Every record must be written out once more, with nothing added or omitted.
## START Material provided
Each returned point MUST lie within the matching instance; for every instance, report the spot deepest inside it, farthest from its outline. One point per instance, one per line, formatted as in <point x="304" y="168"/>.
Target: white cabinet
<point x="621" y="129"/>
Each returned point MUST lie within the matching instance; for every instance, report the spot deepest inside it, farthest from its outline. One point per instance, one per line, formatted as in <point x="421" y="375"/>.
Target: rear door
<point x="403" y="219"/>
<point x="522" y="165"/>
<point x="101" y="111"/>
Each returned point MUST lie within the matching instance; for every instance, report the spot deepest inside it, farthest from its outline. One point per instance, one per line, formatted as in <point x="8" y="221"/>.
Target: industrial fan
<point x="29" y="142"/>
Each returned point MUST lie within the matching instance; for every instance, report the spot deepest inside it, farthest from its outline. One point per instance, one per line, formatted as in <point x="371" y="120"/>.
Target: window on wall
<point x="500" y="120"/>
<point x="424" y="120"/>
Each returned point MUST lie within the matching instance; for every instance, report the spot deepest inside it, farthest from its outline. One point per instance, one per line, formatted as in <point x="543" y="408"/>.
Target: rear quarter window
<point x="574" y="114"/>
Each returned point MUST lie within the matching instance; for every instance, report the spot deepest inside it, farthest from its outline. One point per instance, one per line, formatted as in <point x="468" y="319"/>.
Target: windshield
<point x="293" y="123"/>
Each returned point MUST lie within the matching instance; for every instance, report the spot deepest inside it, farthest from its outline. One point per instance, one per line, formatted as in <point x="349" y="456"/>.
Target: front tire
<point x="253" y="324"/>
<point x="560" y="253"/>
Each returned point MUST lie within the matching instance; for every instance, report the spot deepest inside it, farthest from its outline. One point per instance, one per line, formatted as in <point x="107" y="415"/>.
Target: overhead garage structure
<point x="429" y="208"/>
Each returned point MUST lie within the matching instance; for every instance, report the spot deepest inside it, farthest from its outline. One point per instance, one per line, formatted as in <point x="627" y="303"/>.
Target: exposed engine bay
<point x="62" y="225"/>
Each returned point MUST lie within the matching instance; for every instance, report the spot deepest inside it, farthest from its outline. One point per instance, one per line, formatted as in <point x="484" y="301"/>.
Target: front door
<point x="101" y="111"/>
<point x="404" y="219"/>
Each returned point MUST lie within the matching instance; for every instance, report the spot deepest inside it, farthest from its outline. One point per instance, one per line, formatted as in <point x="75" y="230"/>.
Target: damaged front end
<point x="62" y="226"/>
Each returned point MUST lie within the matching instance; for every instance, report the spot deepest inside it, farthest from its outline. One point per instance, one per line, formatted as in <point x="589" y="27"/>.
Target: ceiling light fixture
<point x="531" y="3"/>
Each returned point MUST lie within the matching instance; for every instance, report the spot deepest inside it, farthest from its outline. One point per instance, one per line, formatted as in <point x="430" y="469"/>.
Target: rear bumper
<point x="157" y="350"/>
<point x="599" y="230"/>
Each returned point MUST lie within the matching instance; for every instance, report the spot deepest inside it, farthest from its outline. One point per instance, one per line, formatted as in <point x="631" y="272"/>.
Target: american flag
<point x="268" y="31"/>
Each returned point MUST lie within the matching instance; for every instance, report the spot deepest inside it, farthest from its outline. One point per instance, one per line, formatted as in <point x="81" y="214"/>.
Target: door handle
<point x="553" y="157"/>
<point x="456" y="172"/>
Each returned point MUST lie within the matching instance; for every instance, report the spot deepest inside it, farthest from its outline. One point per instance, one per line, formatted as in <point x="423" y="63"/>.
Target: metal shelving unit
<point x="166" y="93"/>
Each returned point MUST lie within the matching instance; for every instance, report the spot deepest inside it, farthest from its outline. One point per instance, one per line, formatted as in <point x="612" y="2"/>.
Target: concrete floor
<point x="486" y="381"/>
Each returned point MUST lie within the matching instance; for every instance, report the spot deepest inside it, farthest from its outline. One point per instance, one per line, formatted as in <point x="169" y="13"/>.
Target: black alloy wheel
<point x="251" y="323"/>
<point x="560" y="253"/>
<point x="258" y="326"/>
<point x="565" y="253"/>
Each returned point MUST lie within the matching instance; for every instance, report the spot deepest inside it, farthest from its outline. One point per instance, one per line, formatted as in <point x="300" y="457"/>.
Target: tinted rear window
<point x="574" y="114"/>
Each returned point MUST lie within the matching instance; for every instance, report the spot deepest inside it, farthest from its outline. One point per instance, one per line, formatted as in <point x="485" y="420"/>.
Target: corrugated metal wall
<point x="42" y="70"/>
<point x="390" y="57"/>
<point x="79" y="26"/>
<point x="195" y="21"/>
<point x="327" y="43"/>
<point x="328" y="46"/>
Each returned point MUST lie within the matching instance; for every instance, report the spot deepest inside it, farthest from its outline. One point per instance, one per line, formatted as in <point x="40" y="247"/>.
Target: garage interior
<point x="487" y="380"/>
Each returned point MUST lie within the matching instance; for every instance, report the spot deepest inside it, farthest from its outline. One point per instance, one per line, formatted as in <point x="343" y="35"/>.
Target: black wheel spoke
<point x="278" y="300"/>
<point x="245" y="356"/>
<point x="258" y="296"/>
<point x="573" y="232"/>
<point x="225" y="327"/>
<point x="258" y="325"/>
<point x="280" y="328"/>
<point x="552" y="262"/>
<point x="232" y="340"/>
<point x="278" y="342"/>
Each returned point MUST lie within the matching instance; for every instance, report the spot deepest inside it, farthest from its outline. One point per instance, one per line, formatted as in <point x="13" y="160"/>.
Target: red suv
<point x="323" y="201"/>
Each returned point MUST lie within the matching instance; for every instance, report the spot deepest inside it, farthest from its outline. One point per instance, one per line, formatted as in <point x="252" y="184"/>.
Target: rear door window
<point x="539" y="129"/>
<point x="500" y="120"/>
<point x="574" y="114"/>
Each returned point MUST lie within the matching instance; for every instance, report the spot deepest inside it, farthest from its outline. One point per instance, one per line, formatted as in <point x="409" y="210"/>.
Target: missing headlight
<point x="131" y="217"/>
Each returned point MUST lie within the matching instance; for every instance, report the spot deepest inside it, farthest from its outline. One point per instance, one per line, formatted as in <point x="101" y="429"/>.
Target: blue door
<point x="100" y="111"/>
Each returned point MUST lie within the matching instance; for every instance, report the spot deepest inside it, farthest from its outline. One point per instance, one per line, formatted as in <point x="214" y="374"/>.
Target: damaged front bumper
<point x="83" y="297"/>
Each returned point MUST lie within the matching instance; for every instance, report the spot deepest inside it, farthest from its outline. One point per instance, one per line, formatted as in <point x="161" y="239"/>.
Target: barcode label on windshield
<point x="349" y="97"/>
## END Material provided
### The response
Each returned point MUST lie within the matching instance; for every instance, report the spot deepest inside it, farthest from its outline. One point per instance, one per line, formatted as in <point x="304" y="168"/>.
Target: white cabinet
<point x="621" y="129"/>
Each returned point MUST lie within the matching instance; for every instance, report the spot deepest inside it, farthest from its outline. One point per instance, one per line, formatted as in <point x="421" y="375"/>.
Target: rear door
<point x="403" y="219"/>
<point x="522" y="165"/>
<point x="101" y="111"/>
Each returned point MUST lie within the matching instance; for every instance, report the spot deepest inside it, farthest from its outline. One point per instance, one per line, formatted as in <point x="8" y="221"/>.
Target: industrial fan
<point x="29" y="142"/>
Each returned point MUST lie within the matching instance; for every instance, report the spot deepest inside it, farthest from its outline. One point per instance, one per line, formatted as in <point x="371" y="120"/>.
Target: window on wall
<point x="500" y="120"/>
<point x="424" y="120"/>
Each returned point MUST lie within the matching instance; for every instance, report the spot deepest inside it, farthest from its outline. One point per instance, one per line, formatted as in <point x="543" y="408"/>.
Target: rear quarter window
<point x="574" y="114"/>
Each returned point MUST lie within the matching instance; for every instance, report the spot deepest inside it, farthest from its outline. One point per instance, one per line, formatted as in <point x="468" y="319"/>.
Target: windshield
<point x="293" y="123"/>
Each returned point MUST lie within the matching instance; for every instance, report the spot deepest inside it, farthest from its outline. One point per instance, one per line, formatted as in <point x="349" y="456"/>.
Target: front tire
<point x="253" y="324"/>
<point x="560" y="253"/>
Each returned point MUST lie within the matching instance; for every instance, report the spot deepest inside it, farthest from its outline. One point per instance, one per line, formatted as in <point x="107" y="415"/>.
Target: overhead garage structure
<point x="429" y="208"/>
Each returned point MUST lie within the matching instance; for every instance, report the spot deepest inside it, farthest from its outline. One point per instance, one per line, formatted as in <point x="627" y="303"/>.
Target: exposed engine bay
<point x="62" y="225"/>
Each returned point MUST lie within the matching instance; for every instance, report the spot deepest inside it, farthest from its outline. One point per instance, one per line, formatted as in <point x="484" y="301"/>.
Target: front door
<point x="101" y="111"/>
<point x="404" y="219"/>
Each returned point MUST lie within the matching instance; for every instance, report the spot deepest inside it, farthest from its outline. One point per instance, one per line, formatted as in <point x="75" y="230"/>.
Target: damaged front end
<point x="62" y="226"/>
Each returned point MUST lie within the matching instance; for every instance, report the spot deepest inside it, farthest from its outline. One point per instance, one per line, formatted as in <point x="589" y="27"/>.
Target: ceiling light fixture
<point x="531" y="3"/>
Each returned point MUST lie within the matching instance; for every instance, report the spot deepest inside it, farthest from its outline. One point per instance, one per line, formatted as in <point x="430" y="469"/>.
Target: rear bumper
<point x="157" y="350"/>
<point x="599" y="230"/>
Each returned point MUST lie within the matching instance; for every instance, report the spot deepest inside it, farthest from its outline. One point per instance, one per line, formatted as in <point x="631" y="272"/>.
Target: american flag
<point x="268" y="31"/>
Each returned point MUST lie within the matching instance; for every instance, report the spot deepest inside it, farthest from its outline. One point per instance, one per line, formatted as in <point x="81" y="214"/>.
Target: door handle
<point x="553" y="157"/>
<point x="456" y="172"/>
Each returned point MUST lie within the matching instance; for every instance, report the spot deepest inside it, farthest from its outline. One point per instance, one per line, formatted as in <point x="423" y="63"/>.
Target: metal shelving unit
<point x="166" y="93"/>
Each returned point MUST lie within the matching instance; for every instance, report the spot deepest inside it, farthest from its outline. One point per instance, one per line, formatted as in <point x="612" y="2"/>.
Target: concrete floor
<point x="486" y="381"/>
Each returned point MUST lie within the matching instance; for every instance, report the spot deepest inside it, farthest from its outline. One point per instance, one per line, formatted as in <point x="169" y="13"/>.
Target: black alloy wheel
<point x="251" y="323"/>
<point x="560" y="253"/>
<point x="258" y="326"/>
<point x="565" y="253"/>
Each returned point MUST lie within the matching instance; for every instance, report the spot deepest inside it, farthest from its outline. One point per instance, one per line, formatted as in <point x="300" y="457"/>.
Target: tinted rear window
<point x="574" y="114"/>
Each returned point MUST lie within the matching instance; for every instance, report the spot deepest inside it, farthest from its outline. One point per instance, one per line, formatted as in <point x="485" y="420"/>.
Target: corrugated metal wall
<point x="42" y="70"/>
<point x="390" y="57"/>
<point x="79" y="26"/>
<point x="195" y="21"/>
<point x="327" y="43"/>
<point x="328" y="46"/>
Each returned point MUST lie within the matching instance; for every instance, report the spot deepest inside it, farthest from its outline. One point per instance, one per line, formatted as in <point x="40" y="247"/>.
Target: garage interior
<point x="487" y="380"/>
Each returned point MUST lie within the matching instance; for every instance, report the spot deepest inside it, farthest from its outline. One point per instance, one per line, formatted as in <point x="343" y="35"/>.
Target: black wheel spoke
<point x="278" y="300"/>
<point x="245" y="356"/>
<point x="258" y="296"/>
<point x="573" y="232"/>
<point x="225" y="327"/>
<point x="258" y="325"/>
<point x="280" y="328"/>
<point x="552" y="262"/>
<point x="232" y="340"/>
<point x="278" y="342"/>
Each returned point MUST lie within the matching instance; for every instance, report the spot deepest inside it, farthest from its outline. One point per instance, one per line, formatted as in <point x="13" y="160"/>.
Target: red suv
<point x="323" y="201"/>
Each returned point MUST lie within the matching instance; for every instance, report the spot deepest inside it, farthest from its outline. One point per instance, one per line, formatted as in <point x="252" y="184"/>.
Target: rear door window
<point x="539" y="129"/>
<point x="500" y="120"/>
<point x="574" y="114"/>
Each returned point MUST lie within the matching instance; for every instance, report the spot deepest inside it, farthest from its outline. One point per instance, one per line, formatted as in <point x="409" y="210"/>.
Target: missing headlight
<point x="131" y="217"/>
Each returned point MUST lie within the matching instance; for every instance, report the spot deepest inside it, farthest from its outline. One point per instance, one per line, formatted as in <point x="101" y="429"/>.
Target: blue door
<point x="100" y="111"/>
Each returned point MUST lie within the matching instance; for every instance, report the spot deepest inside it, farthest from its outline. One point per instance, one per line, formatted as in <point x="214" y="374"/>.
Target: damaged front bumper
<point x="83" y="297"/>
Each returned point MUST lie within the matching instance; for every instance, report the spot deepest inside it, farthest from its outline. One point per instance, one per line, formatted as in <point x="161" y="239"/>.
Target: barcode label on windshield
<point x="349" y="97"/>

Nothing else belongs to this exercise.